EXCERPTED PASSAGE>
####################

From 2014 to 2018, Hargreaves, Shirley and their Boston College research team were hired by the Ontario Directors of Education (CODE) to work with ten of Ontario’s 72 school boards to “understand the work they were doing on the ground” to implement the Ontario Ministry of Education’s educational change agenda.

The mandated provincial reform agenda embraced “four pillars”: achieving broadly defined excellence; securing equity for all students; promoting well-being (and positive feelings about learning); and establishing public confidence in the system.  Their mandate was to assess how the four pillars were being implemented and not whether they represented the right direction for the province. 

Hargreaves and Shirley are very skillful promoters of Ontario’s public school system. They are leading education change theorists and Ontario under the Kathleen Wynne Government might be described as “their baby.” “Canada is a global leader” in educational change, they confidently state, and that is why Ontario and Alberta are Exhibits A and B at education summits around the world. The latest iteration of Ontario educational boosterism even comes with a newly-minted slogan – “Leading from the Middle” (LfM)  It is, we are informed, spreading worldwide to Singapore, New Zealand, and Scotland.

The notion that Canada’s education leaders, including Education Deputy Ministers and Regional Superintendents, “lead from the middle” is quite a stretch.  So is the claim that “LfM” was “invented in Ontario” because the two leading promoters were professors at Boston’s Lynch School of Education.

“Leading from the Middle” is hard to pull-off when you are the CEO of a school system.  You can talk that way and spout the right words. Schools and school districts embracing “LfM,” we are told, do not just ” join up the dots” between policies at the top and practice at the bottom.” Instead, they lead “from the middle” with “shared, professional judgement, collective responsibility for initiating and implementing change” with “systemic impact that benefits all students.”

Ontario, Hargreaves and Shirley would have us believe, is moving from an “Age of Achievement and Effort” to an “Age of Learning, Well-being and Identity.”  That conclusion was reached after interviewing some 222 educators and Ministry officials implementing that agenda.  There was no hint in the CODE report (issued early in 2018)  of a coming storm (the Doug Ford hurricane)  let alone an upheaval that would stall this movement in its tracks.

Hargreaves and Shirley, based upon their Ministry-approved research, offer a number of conclusions, presented as incontestable truths: 1) Improved well-being increases achievement; 2) Academic achievement is crucial for well-being; and  3) Well-being has its own value and complements academic achievement. In sum, their research confirms the wisdom of Ontario Ministry directives from 2014 to 2018.

Most of the research actually cited in the Education Canada article is that conducted by advocates for, or contributors to, the Student-Well Being agenda. No one will be surprised to see the approving citations to work of Carol Campbell and others in Empowered Educators in Canada (2017), Carol Dweck’s Mindset: The new psychology of success (2007); and Leah M. Kuypers, Zones of Regulation (2011).  All conform nicely with the prevailing policy trends from 2014 to 2018.

####################

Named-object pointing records
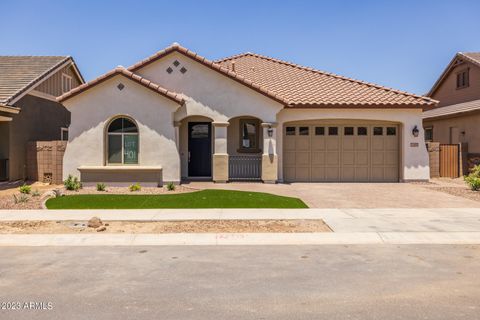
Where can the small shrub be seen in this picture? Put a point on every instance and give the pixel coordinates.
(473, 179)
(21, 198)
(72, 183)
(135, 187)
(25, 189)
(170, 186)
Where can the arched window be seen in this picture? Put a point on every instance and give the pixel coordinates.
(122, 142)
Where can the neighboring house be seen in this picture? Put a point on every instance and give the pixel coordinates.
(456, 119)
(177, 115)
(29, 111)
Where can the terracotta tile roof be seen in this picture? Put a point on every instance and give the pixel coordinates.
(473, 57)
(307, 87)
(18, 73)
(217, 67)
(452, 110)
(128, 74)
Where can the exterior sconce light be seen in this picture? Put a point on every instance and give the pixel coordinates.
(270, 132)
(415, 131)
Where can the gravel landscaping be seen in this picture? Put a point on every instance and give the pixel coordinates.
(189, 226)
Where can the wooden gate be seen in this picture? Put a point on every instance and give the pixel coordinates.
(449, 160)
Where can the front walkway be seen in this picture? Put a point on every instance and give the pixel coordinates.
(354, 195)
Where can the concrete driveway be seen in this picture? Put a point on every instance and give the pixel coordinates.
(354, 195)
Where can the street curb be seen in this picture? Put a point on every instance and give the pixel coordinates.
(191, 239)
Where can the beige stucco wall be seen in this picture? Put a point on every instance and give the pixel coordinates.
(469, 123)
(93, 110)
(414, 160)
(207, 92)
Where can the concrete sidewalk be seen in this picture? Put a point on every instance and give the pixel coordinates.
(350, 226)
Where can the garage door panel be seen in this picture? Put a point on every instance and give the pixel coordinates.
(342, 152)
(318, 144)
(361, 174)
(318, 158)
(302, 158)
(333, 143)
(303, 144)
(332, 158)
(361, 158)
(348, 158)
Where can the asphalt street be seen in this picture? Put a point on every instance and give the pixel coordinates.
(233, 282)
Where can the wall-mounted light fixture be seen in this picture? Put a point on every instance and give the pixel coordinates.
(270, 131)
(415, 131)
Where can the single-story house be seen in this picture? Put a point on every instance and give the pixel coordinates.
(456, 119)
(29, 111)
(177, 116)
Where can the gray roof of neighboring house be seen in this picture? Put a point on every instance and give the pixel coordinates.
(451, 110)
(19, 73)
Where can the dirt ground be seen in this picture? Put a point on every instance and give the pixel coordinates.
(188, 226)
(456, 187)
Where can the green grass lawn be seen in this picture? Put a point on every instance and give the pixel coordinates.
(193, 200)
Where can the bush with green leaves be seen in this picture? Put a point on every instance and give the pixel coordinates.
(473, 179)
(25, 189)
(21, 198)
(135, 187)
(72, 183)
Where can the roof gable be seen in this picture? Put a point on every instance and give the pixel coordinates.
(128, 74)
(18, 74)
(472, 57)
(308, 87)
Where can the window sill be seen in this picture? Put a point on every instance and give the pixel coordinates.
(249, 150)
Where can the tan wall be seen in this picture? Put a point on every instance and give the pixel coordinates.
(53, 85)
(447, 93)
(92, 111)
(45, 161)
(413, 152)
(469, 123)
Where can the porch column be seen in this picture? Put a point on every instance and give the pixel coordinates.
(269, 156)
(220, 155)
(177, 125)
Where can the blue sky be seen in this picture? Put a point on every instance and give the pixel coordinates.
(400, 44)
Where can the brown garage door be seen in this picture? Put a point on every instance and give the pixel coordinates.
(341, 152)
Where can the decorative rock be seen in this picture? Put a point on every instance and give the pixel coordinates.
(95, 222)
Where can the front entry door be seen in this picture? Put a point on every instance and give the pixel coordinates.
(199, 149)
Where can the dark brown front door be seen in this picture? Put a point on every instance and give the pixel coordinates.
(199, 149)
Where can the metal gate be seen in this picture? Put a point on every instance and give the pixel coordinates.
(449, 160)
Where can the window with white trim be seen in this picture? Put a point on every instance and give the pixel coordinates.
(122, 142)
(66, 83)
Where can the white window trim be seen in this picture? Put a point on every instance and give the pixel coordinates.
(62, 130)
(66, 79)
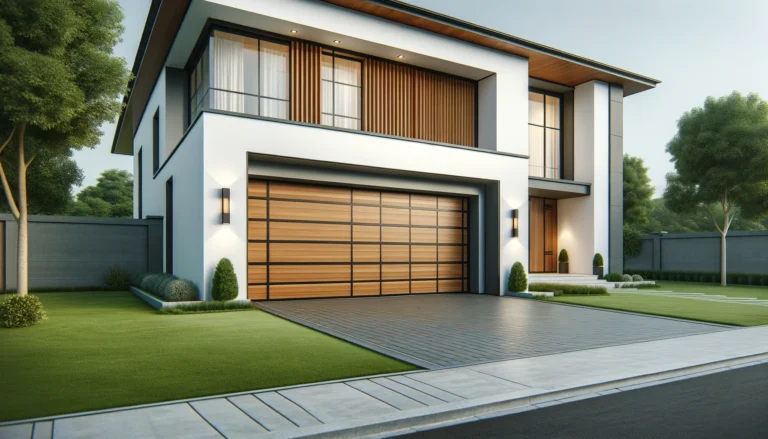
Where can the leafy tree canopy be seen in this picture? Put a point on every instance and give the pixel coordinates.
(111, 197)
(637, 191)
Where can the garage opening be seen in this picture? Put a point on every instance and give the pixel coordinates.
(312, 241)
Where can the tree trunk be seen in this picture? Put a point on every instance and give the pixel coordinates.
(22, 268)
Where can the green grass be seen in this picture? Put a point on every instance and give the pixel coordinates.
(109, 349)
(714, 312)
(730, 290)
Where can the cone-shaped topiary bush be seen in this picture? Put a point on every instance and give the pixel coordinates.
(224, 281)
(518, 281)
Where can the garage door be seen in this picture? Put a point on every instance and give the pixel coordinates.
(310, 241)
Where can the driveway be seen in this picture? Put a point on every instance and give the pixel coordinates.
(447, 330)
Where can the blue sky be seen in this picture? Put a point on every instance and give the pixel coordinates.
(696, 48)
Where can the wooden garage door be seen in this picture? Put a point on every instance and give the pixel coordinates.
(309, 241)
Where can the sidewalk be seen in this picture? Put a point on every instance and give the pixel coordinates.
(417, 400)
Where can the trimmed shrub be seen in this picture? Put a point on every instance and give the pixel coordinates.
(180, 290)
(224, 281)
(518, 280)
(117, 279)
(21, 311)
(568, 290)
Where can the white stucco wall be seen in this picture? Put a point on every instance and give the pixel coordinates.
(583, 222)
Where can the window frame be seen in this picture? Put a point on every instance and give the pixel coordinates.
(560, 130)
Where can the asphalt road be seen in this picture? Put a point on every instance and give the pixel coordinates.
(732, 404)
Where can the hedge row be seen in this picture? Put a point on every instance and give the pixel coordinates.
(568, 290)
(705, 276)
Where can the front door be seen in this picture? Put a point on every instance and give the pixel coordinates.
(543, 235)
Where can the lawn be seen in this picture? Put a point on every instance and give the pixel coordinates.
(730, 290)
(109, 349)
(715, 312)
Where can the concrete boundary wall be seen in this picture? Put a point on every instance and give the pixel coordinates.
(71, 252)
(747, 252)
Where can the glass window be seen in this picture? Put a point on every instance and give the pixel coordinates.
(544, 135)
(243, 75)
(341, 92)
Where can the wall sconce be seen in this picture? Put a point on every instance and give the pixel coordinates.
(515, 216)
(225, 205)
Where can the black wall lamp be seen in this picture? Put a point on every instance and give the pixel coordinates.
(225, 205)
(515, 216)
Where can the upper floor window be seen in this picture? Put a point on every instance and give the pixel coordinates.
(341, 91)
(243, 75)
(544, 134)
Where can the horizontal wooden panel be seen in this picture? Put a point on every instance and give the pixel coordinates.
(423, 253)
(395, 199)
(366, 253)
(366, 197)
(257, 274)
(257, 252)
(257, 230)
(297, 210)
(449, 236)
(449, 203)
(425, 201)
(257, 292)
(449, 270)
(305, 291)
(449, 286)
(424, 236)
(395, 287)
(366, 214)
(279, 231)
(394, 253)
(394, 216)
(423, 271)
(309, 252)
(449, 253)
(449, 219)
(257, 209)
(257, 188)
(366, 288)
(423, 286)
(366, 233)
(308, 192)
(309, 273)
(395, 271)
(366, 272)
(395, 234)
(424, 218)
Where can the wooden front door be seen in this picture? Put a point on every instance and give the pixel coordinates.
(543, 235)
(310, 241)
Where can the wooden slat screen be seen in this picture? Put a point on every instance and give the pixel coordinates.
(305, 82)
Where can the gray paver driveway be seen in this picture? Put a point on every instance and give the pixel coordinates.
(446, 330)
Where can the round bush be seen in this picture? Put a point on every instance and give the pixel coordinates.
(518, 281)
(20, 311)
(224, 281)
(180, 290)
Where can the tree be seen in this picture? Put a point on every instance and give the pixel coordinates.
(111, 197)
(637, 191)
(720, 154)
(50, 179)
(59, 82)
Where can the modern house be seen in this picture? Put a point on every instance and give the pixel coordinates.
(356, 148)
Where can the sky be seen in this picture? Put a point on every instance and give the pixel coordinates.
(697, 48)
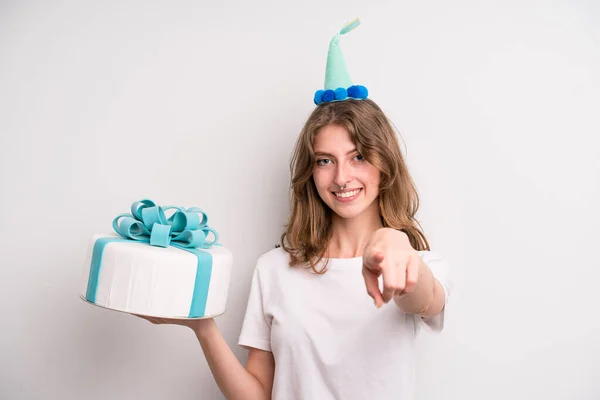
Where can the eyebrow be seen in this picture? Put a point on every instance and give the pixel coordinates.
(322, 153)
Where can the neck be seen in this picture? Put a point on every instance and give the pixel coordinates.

####################

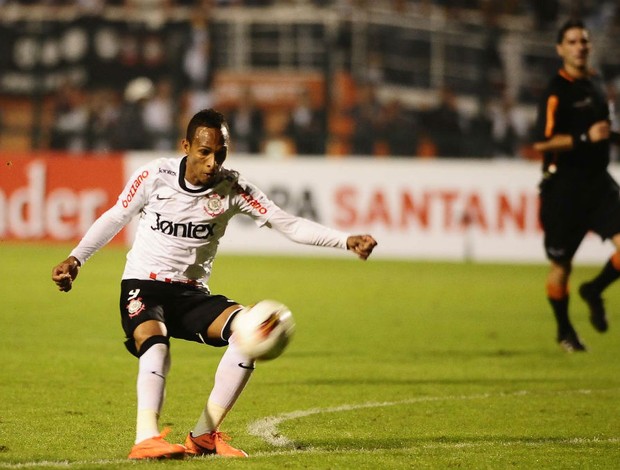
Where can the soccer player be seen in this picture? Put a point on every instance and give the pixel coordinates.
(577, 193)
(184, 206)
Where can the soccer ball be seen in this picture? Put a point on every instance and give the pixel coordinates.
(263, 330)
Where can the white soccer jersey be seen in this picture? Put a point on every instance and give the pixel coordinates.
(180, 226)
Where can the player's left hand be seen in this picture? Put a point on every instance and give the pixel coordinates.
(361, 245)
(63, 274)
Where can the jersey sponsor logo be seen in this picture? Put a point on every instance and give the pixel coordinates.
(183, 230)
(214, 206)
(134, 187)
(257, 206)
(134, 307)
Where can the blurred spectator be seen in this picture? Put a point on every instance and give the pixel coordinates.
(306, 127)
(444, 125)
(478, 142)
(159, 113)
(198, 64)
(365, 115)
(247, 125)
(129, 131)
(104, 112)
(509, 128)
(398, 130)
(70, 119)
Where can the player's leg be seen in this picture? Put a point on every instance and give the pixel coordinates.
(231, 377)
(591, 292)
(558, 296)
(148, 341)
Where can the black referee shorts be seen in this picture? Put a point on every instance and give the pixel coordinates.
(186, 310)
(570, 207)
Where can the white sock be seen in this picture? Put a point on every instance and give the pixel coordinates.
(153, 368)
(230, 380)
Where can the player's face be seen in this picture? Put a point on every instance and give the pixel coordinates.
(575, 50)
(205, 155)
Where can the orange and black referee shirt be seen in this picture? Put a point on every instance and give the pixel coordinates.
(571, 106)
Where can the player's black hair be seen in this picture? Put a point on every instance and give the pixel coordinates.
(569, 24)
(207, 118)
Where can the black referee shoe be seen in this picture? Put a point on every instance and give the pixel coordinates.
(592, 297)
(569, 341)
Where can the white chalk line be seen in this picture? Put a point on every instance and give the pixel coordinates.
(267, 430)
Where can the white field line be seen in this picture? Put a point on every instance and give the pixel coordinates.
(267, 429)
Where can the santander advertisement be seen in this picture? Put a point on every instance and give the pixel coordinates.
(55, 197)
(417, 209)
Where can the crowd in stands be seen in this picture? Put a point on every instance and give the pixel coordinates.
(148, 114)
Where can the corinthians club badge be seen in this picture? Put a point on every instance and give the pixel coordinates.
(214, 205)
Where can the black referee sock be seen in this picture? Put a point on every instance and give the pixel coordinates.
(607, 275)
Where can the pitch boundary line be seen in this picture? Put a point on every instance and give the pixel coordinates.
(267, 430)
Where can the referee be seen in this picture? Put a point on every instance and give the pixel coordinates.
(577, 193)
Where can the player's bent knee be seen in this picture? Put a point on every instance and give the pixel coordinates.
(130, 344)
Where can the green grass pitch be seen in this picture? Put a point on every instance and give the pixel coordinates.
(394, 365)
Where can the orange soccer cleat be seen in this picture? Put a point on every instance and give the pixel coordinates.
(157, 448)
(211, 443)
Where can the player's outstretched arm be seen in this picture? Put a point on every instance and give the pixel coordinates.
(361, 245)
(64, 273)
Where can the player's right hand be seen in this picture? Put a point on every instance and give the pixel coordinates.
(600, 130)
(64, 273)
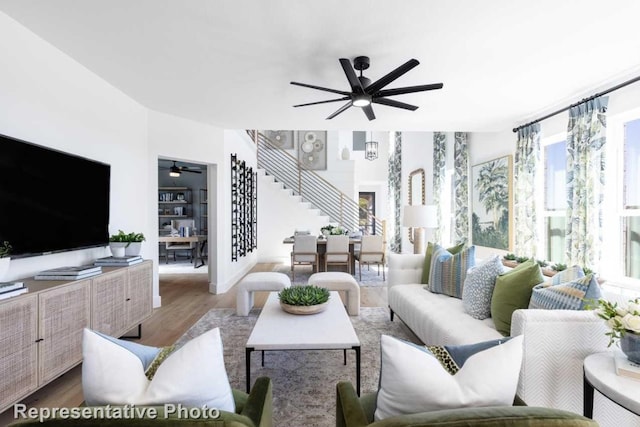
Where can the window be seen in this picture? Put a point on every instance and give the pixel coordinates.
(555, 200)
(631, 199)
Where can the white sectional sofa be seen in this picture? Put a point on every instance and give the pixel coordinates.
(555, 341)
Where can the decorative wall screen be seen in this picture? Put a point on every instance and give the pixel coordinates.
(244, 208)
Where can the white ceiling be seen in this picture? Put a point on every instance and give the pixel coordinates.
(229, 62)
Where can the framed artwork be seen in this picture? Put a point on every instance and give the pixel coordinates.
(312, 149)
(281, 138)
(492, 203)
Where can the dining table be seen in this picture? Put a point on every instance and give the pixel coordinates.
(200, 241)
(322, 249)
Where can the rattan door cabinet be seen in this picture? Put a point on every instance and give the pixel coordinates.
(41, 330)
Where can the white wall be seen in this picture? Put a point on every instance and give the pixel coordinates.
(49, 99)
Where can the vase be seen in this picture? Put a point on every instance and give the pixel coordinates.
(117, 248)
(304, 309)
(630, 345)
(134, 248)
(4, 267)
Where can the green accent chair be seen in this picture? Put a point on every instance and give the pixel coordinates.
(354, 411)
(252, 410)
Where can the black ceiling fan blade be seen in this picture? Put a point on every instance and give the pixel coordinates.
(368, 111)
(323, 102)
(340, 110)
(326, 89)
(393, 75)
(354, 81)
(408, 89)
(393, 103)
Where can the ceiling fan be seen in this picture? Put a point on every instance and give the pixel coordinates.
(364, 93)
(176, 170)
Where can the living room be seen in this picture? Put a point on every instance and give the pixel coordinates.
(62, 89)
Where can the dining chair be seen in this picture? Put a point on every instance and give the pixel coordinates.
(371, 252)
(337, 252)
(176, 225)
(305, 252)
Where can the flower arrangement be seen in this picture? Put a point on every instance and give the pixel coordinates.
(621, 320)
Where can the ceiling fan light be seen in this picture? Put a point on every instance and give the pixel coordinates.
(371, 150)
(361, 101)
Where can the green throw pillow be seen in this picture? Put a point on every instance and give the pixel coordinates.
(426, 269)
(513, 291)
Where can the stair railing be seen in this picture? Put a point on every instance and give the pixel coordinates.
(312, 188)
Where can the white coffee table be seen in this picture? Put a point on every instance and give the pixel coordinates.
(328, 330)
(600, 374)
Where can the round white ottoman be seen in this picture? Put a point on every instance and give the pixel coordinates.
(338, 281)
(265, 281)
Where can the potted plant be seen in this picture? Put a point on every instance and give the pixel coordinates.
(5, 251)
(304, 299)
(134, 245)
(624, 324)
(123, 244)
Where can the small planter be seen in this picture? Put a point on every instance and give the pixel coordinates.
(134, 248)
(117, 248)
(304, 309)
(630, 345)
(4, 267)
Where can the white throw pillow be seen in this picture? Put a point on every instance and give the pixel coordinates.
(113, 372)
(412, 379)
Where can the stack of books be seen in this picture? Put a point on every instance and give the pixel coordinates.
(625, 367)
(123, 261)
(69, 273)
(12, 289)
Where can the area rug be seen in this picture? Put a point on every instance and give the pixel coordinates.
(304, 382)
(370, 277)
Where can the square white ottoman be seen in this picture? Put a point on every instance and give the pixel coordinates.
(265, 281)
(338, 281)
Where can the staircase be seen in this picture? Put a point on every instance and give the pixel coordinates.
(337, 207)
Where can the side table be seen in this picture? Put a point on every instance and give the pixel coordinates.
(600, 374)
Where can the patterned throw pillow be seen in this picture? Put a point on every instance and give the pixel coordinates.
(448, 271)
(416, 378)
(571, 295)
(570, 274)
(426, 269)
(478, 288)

####################

TASK SET>
1) According to the passage on Ontario's education reform, how many educators and Ministry officials were interviewed?
2) Revise the stretch of the passage on Ontario's education reform from "Hargreaves and Shirley, based" through "directives from 2014 to 2018.", putting "settled facts" in place of "incontestable truths".
3) Pick up the passage on Ontario's education reform after its final sentence and keep writing.

OUTPUTS IN ORDER>
1) Some 222 educators and Ministry officials were interviewed.

2)
Hargreaves and Shirley, based upon their Ministry-approved research, offer a number of conclusions, presented as settled facts: 1) Improved well-being increases achievement; 2) Academic achievement is crucial for well-being; and  3) Well-being has its own value and complements academic achievement. In sum, their research confirms the wisdom of Ontario Ministry directives from 2014 to 2018.

3)
NarcissisticKId

Dark clouds are spotted on the otherwise sunny horizon. The two CODE consultants sense that marrying student well-being with academic achievement may appear, to some, as contradictory. Then comes a warning : “In testing times, be wary of cheap shots that are easily made against well-being or achievement. On one hand, we don’t want a school system that is obsessed with well-being to the point where young people live in a superficial and self-indulgent world of undemanding happiness. That path leads to a nation of narcissistic adults who feel that success and earned expertise are unimportant., and all that matters is the needs and opinions of themselves and others who happen to agree with them.”

That passage concludes with a telling comment: “True well-being doesn’t come without sacrifice and struggle, perseverance, and empathy for others.” That’s quite an admission from two of the chief proponents of the Ontario “Student Well-Being agenda.’

The warning is counterbalanced by an obligatory reference to the wisdom of pursuing student achievement and well-being together. Unless I’m wrong, there’s also a grudging acknowledgement that student achievement still comes first and when it doesn’t educators default to more comfortable habitats – whether it’s worshiping the “god of self esteem” (1968 to 1992) or the new secular religion of “mindfulness” and “self-regulation” (2009-2018).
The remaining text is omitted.